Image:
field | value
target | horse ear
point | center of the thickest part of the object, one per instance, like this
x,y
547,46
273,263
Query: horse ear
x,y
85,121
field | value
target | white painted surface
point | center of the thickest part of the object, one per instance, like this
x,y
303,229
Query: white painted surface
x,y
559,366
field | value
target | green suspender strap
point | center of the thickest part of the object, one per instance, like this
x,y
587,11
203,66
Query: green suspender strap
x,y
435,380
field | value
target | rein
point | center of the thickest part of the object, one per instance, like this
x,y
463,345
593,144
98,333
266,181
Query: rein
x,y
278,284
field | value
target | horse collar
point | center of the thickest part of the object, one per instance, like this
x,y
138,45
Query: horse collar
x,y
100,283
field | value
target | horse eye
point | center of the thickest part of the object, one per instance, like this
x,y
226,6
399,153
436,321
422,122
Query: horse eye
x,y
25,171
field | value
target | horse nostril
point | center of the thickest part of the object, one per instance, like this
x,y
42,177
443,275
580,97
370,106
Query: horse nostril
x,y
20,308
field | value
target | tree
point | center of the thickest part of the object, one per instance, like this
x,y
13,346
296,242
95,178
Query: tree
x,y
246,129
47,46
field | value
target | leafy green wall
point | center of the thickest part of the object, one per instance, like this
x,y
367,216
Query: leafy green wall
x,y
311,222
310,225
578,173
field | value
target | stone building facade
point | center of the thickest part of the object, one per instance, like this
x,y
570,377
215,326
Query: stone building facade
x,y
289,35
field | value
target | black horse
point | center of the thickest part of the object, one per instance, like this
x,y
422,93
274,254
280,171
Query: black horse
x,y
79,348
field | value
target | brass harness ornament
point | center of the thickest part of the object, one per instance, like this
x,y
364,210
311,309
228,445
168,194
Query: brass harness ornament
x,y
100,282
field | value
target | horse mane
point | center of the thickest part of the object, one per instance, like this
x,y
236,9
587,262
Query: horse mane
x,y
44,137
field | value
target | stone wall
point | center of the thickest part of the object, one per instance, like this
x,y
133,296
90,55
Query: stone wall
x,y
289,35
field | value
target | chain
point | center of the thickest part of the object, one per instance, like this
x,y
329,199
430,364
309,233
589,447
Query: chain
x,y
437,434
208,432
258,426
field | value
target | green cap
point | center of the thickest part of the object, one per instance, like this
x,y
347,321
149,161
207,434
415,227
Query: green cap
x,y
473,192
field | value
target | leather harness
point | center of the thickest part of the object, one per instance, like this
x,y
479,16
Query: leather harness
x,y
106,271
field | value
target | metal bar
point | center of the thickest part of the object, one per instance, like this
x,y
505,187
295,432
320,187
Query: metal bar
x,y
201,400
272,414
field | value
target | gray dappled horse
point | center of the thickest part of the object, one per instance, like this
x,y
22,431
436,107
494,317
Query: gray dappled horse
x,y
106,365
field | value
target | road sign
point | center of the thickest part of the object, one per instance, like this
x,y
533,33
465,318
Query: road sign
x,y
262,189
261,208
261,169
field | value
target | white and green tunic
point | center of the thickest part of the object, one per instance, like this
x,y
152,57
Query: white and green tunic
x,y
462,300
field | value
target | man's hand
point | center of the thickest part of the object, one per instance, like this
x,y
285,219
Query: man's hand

********

◆ DO THIS:
Tally the lines of the listing above that contain the string "gray", counting only matches with the same case. Give the number alone.

◆ IN RESPONSE:
2